ESERCIZIO PROPOSTO —
Formatta come lista JSON di stringhe la parte che si apre con la riga contenente "mark the region of every instance of the grassy" e si chiude con quella contenente "224 119 L 207", entrambe incluse. Scrivi una stringa per ogni riga e tralascia le righe vuote.

RIGHE FORNITE —
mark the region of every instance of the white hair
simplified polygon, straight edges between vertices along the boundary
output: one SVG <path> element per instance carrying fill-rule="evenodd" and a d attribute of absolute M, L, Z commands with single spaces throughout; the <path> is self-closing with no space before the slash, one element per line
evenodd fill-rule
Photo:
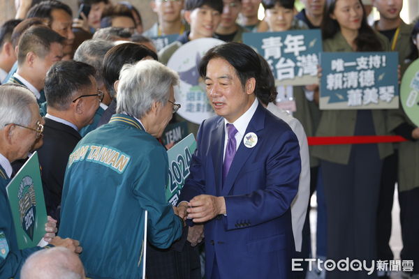
<path fill-rule="evenodd" d="M 32 104 L 36 104 L 36 98 L 27 88 L 15 84 L 0 86 L 0 129 L 10 123 L 29 125 Z"/>
<path fill-rule="evenodd" d="M 154 102 L 166 105 L 170 89 L 179 84 L 176 72 L 154 60 L 142 60 L 122 67 L 117 93 L 117 113 L 125 112 L 138 119 Z"/>
<path fill-rule="evenodd" d="M 22 267 L 22 279 L 84 279 L 78 256 L 64 247 L 43 249 L 31 255 Z"/>

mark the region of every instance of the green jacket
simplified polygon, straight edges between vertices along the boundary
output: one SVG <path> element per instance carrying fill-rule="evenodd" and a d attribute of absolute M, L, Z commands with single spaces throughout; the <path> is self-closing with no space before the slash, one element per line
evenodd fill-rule
<path fill-rule="evenodd" d="M 376 23 L 377 22 L 374 23 L 373 27 L 375 28 L 375 29 L 378 31 L 376 29 Z M 402 75 L 403 75 L 403 73 L 408 66 L 406 59 L 413 50 L 411 47 L 412 44 L 411 43 L 411 38 L 413 26 L 412 24 L 406 24 L 404 23 L 404 22 L 402 21 L 399 27 L 400 29 L 399 34 L 396 38 L 395 47 L 392 50 L 399 52 L 399 63 L 400 64 L 401 67 L 400 70 L 402 72 Z M 395 38 L 393 38 L 392 41 L 390 42 L 390 50 L 394 40 Z"/>
<path fill-rule="evenodd" d="M 166 150 L 134 118 L 114 114 L 70 155 L 59 235 L 78 239 L 91 278 L 141 278 L 145 211 L 147 240 L 167 248 L 182 222 L 166 198 Z"/>
<path fill-rule="evenodd" d="M 377 36 L 384 46 L 384 50 L 390 51 L 388 40 L 381 34 L 377 33 Z M 340 32 L 337 33 L 332 38 L 323 40 L 323 50 L 325 52 L 353 52 L 352 47 Z M 387 134 L 387 112 L 383 110 L 372 110 L 372 111 L 375 134 Z M 356 110 L 323 110 L 316 135 L 318 137 L 353 135 L 356 116 Z M 330 162 L 348 164 L 351 146 L 351 144 L 315 146 L 313 148 L 313 155 Z M 378 146 L 381 159 L 392 153 L 392 147 L 390 144 L 378 144 Z"/>

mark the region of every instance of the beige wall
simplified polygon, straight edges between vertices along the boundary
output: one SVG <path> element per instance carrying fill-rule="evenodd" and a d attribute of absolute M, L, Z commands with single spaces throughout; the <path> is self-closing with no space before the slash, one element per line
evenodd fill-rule
<path fill-rule="evenodd" d="M 63 2 L 73 9 L 74 15 L 77 13 L 77 0 L 62 0 Z M 113 3 L 117 3 L 117 0 L 112 1 Z M 142 17 L 145 30 L 149 29 L 156 20 L 156 14 L 153 13 L 149 6 L 148 0 L 131 0 L 135 8 L 140 10 Z M 10 20 L 15 17 L 15 1 L 14 0 L 0 0 L 0 23 L 6 20 Z"/>

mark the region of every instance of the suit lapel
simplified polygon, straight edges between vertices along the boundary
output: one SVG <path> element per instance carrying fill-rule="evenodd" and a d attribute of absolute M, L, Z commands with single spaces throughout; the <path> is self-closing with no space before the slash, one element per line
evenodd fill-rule
<path fill-rule="evenodd" d="M 50 119 L 47 117 L 44 117 L 44 119 L 45 120 L 46 126 L 49 126 L 51 128 L 59 130 L 66 132 L 68 134 L 71 134 L 78 140 L 80 140 L 82 139 L 82 136 L 80 135 L 80 134 L 78 131 L 74 130 L 72 127 L 70 127 L 69 126 L 66 124 L 63 124 L 62 123 L 57 122 L 52 119 Z"/>
<path fill-rule="evenodd" d="M 258 136 L 258 142 L 260 144 L 261 133 L 259 131 L 263 129 L 265 126 L 265 110 L 259 103 L 256 111 L 247 126 L 244 136 L 248 133 L 254 133 Z M 230 167 L 230 170 L 228 171 L 228 174 L 226 177 L 221 191 L 222 196 L 228 195 L 240 169 L 242 169 L 242 167 L 244 165 L 250 155 L 258 147 L 257 144 L 253 148 L 246 147 L 243 144 L 243 140 L 241 142 L 237 142 L 237 144 L 240 144 L 239 149 L 234 156 L 231 167 Z M 222 167 L 219 167 L 219 169 L 221 169 Z"/>
<path fill-rule="evenodd" d="M 224 120 L 220 118 L 211 132 L 210 144 L 216 192 L 220 193 L 223 183 L 223 151 L 224 146 Z"/>

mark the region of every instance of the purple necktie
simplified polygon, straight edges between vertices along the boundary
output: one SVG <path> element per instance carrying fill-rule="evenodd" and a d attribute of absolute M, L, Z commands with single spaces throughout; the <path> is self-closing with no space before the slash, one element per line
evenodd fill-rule
<path fill-rule="evenodd" d="M 227 133 L 228 134 L 228 140 L 227 147 L 226 147 L 226 155 L 224 156 L 224 163 L 223 163 L 223 183 L 227 177 L 228 170 L 234 159 L 236 151 L 235 134 L 237 133 L 234 125 L 227 123 Z"/>

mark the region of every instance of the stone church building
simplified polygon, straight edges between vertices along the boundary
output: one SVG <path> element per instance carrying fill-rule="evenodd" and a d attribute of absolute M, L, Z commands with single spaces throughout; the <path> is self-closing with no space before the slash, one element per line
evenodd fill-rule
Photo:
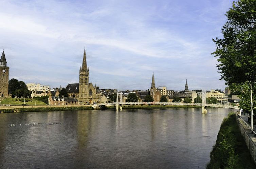
<path fill-rule="evenodd" d="M 159 102 L 162 95 L 161 93 L 157 90 L 155 85 L 155 78 L 154 77 L 154 73 L 152 76 L 152 82 L 151 83 L 151 88 L 150 88 L 150 95 L 154 99 L 154 101 Z"/>
<path fill-rule="evenodd" d="M 8 97 L 9 67 L 7 66 L 4 51 L 3 51 L 0 59 L 0 97 Z"/>
<path fill-rule="evenodd" d="M 93 104 L 100 101 L 99 88 L 89 82 L 89 72 L 85 49 L 82 67 L 79 71 L 79 83 L 69 84 L 66 88 L 69 96 L 77 98 L 80 105 Z"/>

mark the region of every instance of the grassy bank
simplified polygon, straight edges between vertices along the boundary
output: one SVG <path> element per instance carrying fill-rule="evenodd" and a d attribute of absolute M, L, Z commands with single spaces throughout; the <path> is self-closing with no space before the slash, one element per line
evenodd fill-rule
<path fill-rule="evenodd" d="M 41 112 L 49 111 L 62 111 L 63 110 L 93 110 L 92 107 L 43 107 L 36 108 L 20 108 L 16 109 L 20 112 Z M 0 110 L 0 112 L 3 113 L 10 113 L 16 111 L 15 109 Z"/>
<path fill-rule="evenodd" d="M 224 119 L 207 169 L 256 168 L 240 133 L 234 114 Z"/>
<path fill-rule="evenodd" d="M 109 109 L 115 109 L 115 106 L 112 105 L 108 106 Z M 123 105 L 123 109 L 164 109 L 168 108 L 200 108 L 201 106 L 196 106 L 183 105 Z"/>
<path fill-rule="evenodd" d="M 36 99 L 35 98 L 25 98 L 25 104 L 29 106 L 35 105 L 36 104 Z M 1 104 L 10 104 L 12 105 L 21 105 L 22 104 L 24 104 L 24 99 L 22 98 L 6 98 L 2 100 Z M 47 105 L 45 103 L 37 99 L 36 100 L 36 105 L 42 106 Z"/>

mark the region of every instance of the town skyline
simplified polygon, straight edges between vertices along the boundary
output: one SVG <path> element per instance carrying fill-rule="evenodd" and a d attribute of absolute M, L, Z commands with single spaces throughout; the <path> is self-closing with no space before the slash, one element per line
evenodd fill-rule
<path fill-rule="evenodd" d="M 90 81 L 100 89 L 147 90 L 153 72 L 157 87 L 183 90 L 187 79 L 190 90 L 224 90 L 211 38 L 231 2 L 2 2 L 0 47 L 9 79 L 51 88 L 78 82 L 85 46 Z"/>

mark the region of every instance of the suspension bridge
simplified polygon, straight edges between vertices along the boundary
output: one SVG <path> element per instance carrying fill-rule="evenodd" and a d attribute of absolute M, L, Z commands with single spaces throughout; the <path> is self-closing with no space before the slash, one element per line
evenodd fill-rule
<path fill-rule="evenodd" d="M 119 97 L 118 97 L 119 96 Z M 118 99 L 120 98 L 120 100 Z M 116 105 L 117 110 L 122 110 L 122 105 L 183 105 L 183 106 L 201 106 L 202 107 L 202 112 L 204 113 L 206 112 L 205 109 L 205 107 L 214 107 L 216 108 L 226 108 L 228 109 L 239 109 L 238 106 L 230 105 L 223 105 L 220 104 L 208 104 L 206 102 L 206 97 L 205 92 L 202 92 L 202 103 L 184 103 L 175 102 L 138 102 L 131 98 L 128 99 L 133 101 L 123 101 L 122 100 L 122 93 L 117 93 L 116 101 L 113 102 L 108 102 L 106 103 L 100 103 L 94 105 L 92 107 L 94 108 L 97 106 L 100 107 L 103 106 Z"/>

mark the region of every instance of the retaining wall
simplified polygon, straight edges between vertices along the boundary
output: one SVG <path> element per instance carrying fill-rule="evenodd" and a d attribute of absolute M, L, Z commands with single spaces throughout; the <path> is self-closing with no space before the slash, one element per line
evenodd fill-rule
<path fill-rule="evenodd" d="M 237 113 L 236 113 L 236 116 L 241 134 L 244 139 L 254 163 L 256 164 L 256 134 Z"/>

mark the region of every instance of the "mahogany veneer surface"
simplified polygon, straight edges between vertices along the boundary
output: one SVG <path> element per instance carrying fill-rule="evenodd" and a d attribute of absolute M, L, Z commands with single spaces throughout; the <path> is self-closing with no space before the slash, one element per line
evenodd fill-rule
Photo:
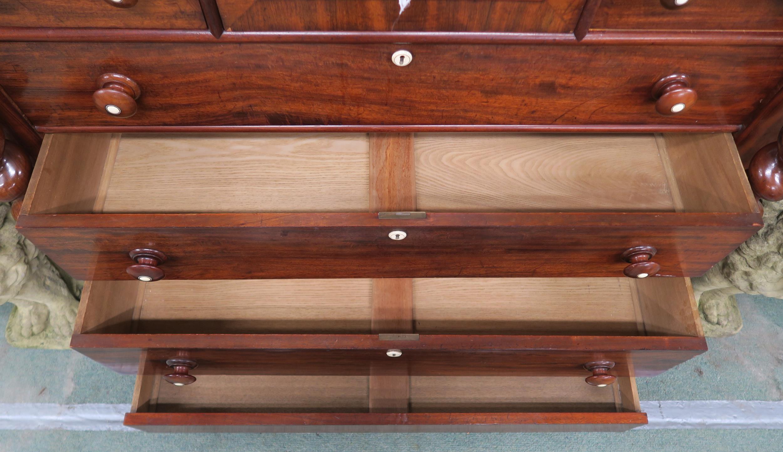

SOLUZIONE —
[
  "mark the region of every instance of the grassy bank",
  "simplified polygon, straight edges between vertices along the boundary",
  "output: one SVG <path> element per instance carrying fill-rule=\"evenodd\" and a d attribute of absolute M, L, Z commands with single spaces throughout; the <path> is self-closing with no space before the slash, one element per line",
  "evenodd fill-rule",
  "<path fill-rule=\"evenodd\" d=\"M 41 112 L 49 111 L 62 111 L 63 110 L 93 110 L 92 107 L 43 107 L 36 108 L 20 108 L 16 109 L 20 112 Z M 0 110 L 0 112 L 3 113 L 10 113 L 16 111 L 15 109 Z\"/>",
  "<path fill-rule=\"evenodd\" d=\"M 224 119 L 207 169 L 256 168 L 240 133 L 234 114 Z\"/>"
]